RECORD EXCERPTS |
———

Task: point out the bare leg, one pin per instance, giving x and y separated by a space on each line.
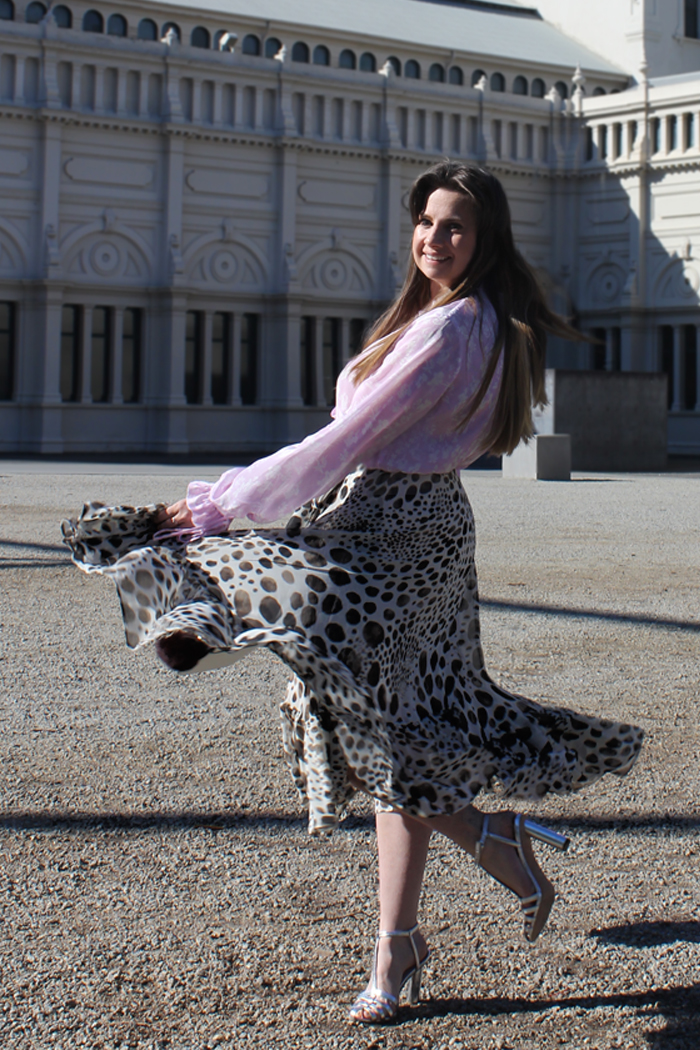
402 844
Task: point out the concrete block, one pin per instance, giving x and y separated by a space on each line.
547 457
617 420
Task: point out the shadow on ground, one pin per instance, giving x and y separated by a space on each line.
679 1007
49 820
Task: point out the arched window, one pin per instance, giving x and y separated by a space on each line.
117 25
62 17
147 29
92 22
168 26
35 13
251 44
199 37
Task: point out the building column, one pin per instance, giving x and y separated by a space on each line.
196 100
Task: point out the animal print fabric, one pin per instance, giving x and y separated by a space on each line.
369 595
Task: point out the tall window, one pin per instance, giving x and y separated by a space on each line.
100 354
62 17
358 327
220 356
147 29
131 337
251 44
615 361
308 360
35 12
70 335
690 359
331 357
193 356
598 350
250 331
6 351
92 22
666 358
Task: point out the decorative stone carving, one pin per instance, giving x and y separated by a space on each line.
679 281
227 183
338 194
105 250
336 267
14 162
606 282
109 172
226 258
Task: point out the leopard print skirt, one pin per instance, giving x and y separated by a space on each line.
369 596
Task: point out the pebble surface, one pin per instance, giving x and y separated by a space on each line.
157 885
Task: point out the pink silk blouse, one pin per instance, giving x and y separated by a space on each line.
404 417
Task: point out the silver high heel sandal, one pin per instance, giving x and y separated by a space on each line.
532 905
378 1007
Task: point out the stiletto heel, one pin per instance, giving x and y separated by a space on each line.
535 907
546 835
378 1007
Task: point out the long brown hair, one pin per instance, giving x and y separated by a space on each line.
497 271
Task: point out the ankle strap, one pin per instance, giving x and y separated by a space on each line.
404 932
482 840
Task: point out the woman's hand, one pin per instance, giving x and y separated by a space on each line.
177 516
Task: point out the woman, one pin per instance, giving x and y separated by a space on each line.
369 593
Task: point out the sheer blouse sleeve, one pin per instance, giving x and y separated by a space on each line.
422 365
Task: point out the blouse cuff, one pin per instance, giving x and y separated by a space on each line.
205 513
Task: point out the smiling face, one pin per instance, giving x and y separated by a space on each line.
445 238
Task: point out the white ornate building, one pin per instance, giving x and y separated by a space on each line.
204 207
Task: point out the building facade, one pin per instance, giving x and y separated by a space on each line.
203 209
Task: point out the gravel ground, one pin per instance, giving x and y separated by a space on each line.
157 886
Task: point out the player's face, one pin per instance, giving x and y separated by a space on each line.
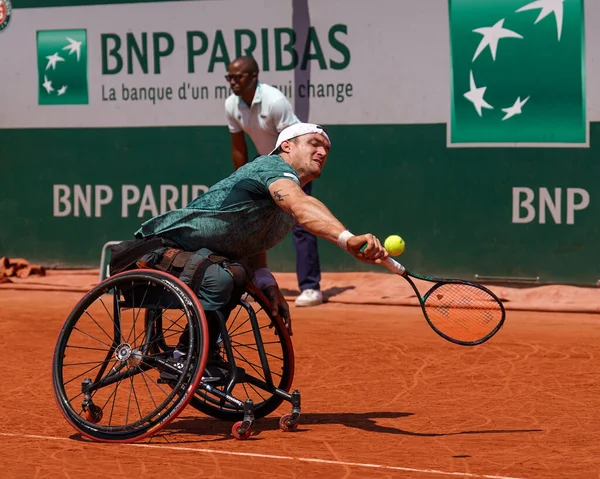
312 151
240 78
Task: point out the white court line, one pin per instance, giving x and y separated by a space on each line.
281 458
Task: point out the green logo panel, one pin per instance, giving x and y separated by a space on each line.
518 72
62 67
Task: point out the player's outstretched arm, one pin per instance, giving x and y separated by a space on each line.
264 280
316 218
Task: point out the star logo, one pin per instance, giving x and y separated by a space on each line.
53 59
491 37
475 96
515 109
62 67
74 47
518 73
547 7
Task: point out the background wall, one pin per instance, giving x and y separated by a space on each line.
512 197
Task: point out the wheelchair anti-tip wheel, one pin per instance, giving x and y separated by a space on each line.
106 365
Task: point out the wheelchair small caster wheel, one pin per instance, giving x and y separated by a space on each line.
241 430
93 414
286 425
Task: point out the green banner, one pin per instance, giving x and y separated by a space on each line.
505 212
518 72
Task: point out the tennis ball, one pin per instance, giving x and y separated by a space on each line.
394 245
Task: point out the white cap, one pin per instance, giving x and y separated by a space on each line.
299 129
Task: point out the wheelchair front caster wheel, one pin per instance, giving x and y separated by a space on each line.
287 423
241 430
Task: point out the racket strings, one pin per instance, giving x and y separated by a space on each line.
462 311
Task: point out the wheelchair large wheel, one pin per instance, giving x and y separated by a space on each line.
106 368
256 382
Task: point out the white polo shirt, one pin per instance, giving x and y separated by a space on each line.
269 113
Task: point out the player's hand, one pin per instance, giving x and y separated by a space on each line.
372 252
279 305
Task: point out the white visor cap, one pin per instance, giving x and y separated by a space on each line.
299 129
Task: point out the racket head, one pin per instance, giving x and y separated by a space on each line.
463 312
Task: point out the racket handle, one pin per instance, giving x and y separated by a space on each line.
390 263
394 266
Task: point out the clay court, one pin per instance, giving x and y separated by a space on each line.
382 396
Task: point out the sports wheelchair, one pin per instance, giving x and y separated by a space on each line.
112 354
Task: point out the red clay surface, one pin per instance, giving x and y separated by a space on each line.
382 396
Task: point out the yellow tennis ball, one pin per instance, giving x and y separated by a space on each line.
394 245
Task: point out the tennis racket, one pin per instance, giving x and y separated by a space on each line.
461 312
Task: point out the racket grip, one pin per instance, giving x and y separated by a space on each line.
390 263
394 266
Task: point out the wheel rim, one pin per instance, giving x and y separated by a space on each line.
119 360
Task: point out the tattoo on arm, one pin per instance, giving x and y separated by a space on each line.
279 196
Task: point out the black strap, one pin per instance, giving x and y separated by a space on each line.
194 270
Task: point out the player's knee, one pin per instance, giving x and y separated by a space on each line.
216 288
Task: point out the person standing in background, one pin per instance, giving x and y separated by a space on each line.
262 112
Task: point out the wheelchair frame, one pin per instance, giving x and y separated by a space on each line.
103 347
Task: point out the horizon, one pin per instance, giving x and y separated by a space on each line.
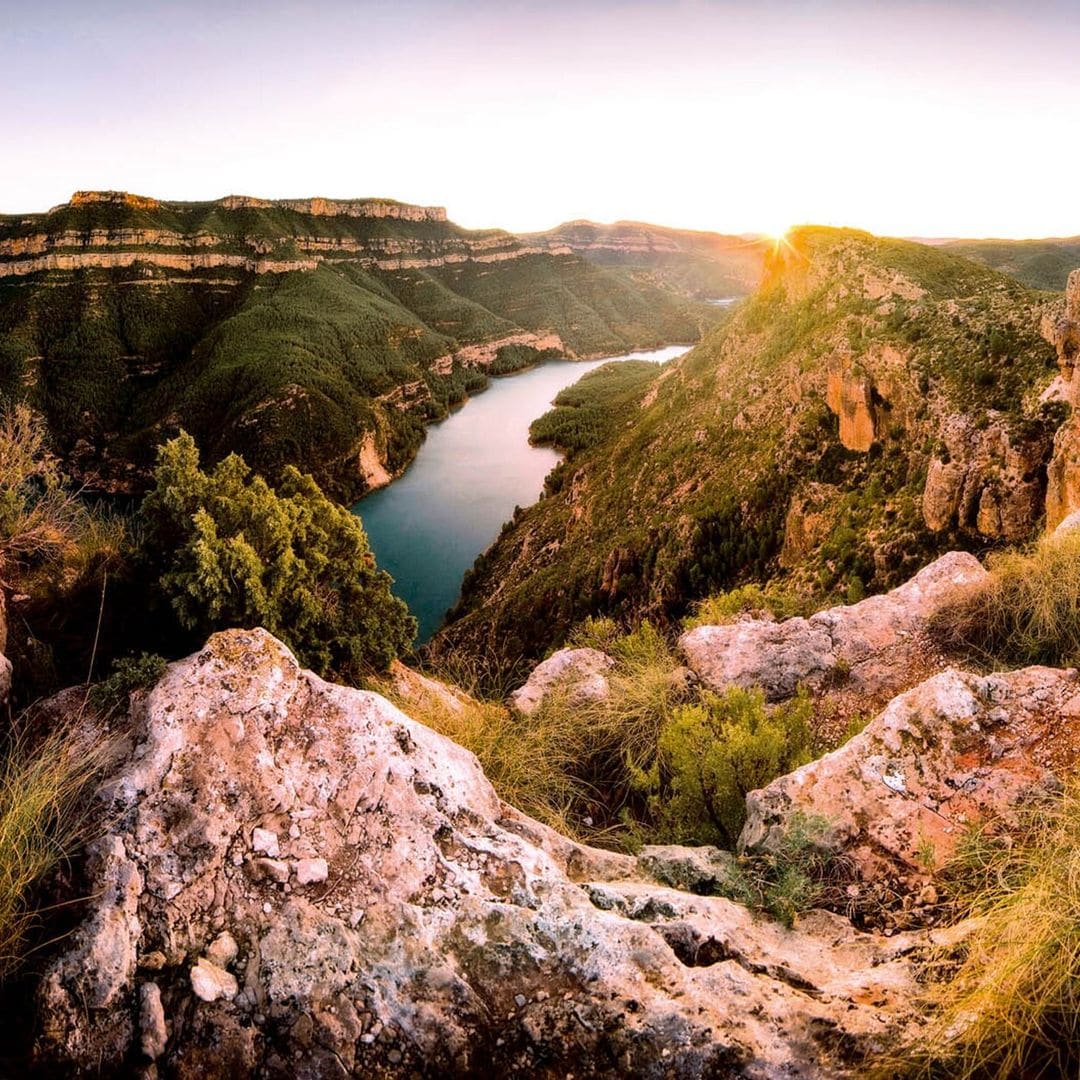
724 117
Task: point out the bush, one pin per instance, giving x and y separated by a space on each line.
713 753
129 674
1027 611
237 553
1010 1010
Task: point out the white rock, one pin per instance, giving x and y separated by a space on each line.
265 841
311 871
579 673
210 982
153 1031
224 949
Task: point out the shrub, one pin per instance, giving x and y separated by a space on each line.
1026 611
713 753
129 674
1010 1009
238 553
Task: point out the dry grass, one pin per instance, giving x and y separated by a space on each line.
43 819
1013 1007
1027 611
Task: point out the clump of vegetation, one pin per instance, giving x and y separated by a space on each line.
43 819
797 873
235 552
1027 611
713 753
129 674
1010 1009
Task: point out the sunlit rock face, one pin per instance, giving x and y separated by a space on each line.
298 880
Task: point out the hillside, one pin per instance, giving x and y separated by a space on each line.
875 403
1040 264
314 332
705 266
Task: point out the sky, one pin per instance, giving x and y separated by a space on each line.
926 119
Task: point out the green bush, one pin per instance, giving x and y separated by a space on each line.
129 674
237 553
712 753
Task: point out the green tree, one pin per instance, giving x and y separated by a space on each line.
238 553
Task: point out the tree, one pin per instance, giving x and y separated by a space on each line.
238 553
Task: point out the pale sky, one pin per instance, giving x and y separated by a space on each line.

———

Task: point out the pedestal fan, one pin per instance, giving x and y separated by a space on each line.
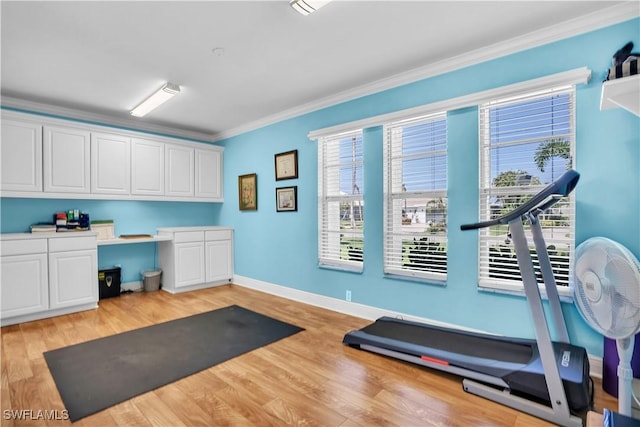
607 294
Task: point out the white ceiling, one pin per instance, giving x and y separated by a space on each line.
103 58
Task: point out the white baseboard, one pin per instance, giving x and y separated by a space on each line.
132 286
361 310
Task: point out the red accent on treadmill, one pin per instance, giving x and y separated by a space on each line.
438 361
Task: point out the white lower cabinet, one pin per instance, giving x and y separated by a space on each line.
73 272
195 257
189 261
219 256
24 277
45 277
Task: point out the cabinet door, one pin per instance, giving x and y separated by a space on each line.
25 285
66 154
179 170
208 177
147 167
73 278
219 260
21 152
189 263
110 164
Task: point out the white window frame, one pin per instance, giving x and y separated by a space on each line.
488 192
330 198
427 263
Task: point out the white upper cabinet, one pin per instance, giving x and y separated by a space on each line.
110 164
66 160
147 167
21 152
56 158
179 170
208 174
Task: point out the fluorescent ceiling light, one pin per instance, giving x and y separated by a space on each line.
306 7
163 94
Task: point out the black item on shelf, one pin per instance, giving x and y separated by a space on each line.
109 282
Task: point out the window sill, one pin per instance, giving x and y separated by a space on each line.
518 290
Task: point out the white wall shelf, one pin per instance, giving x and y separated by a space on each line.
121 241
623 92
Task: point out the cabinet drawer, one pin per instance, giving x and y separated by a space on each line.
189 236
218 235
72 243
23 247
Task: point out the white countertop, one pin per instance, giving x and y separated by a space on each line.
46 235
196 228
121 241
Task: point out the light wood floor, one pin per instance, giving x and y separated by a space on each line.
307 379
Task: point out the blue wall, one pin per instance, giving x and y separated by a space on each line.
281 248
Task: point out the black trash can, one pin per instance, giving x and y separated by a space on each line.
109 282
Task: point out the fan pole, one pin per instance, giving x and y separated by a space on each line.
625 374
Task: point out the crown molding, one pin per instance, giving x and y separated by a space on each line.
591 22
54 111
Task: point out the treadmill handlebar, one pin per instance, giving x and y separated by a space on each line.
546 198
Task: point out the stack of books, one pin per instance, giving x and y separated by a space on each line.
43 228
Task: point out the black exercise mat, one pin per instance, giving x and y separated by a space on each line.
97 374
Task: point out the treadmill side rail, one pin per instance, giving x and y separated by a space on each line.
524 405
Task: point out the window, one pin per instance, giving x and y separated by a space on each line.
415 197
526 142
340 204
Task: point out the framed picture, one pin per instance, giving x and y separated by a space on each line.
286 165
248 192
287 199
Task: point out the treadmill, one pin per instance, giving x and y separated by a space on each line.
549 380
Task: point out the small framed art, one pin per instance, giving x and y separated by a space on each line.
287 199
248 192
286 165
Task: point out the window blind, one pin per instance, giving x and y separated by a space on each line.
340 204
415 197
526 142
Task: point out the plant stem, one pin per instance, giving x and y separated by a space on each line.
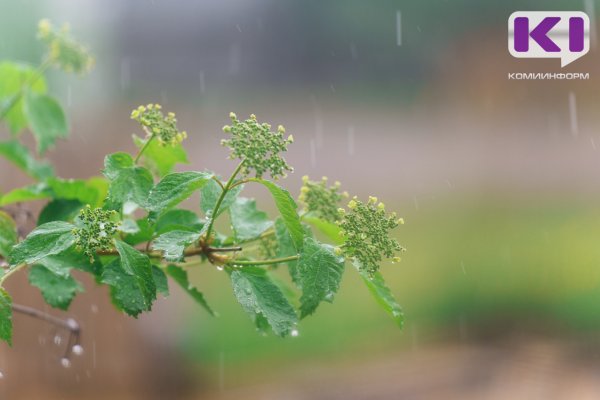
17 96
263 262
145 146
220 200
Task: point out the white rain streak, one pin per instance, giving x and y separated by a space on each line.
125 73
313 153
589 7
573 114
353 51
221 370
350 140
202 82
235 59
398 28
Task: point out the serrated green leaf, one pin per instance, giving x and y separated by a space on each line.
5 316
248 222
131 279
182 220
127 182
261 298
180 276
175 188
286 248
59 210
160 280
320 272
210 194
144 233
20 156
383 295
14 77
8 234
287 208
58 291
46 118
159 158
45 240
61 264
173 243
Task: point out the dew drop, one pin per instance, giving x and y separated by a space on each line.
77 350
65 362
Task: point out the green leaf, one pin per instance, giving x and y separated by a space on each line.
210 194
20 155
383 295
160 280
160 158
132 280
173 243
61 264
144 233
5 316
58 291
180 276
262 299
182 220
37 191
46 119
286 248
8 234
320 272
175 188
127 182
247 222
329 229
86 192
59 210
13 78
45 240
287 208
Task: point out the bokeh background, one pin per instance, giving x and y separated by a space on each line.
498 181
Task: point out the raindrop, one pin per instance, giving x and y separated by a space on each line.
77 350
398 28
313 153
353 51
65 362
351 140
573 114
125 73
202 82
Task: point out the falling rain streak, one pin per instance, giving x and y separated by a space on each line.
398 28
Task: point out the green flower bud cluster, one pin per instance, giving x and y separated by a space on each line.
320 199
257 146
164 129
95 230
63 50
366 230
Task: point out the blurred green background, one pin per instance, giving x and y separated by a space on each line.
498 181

———

STATED TASK |
Reproduce the material between the lines holding "Task: point out the hillside, one" and "Task: point out the pale", inclusive, with "point out" changed to "mark" and nothing else altered. Give only those lines.

RESULT BELOW |
Task: mark the hillside, one pin per instance, giving x and y separated by a space on each line.
875 403
1040 264
314 332
705 266
Task: mark the sky, one pin per instance, giving x and y separated by a space on each line.
926 119
Task: mark the green bush, one pin per instance, giving x and y separated by a space on each line.
129 674
237 553
712 753
Task: mark the green tree, one pin per instance, giving x and y separated by a space on each line.
238 553
Task: mark the tree, one pin per instance, giving x and y separated by a space on each line.
238 553
Task: mark the pale sky, one pin per instance, giving x and y separated by a space on each line.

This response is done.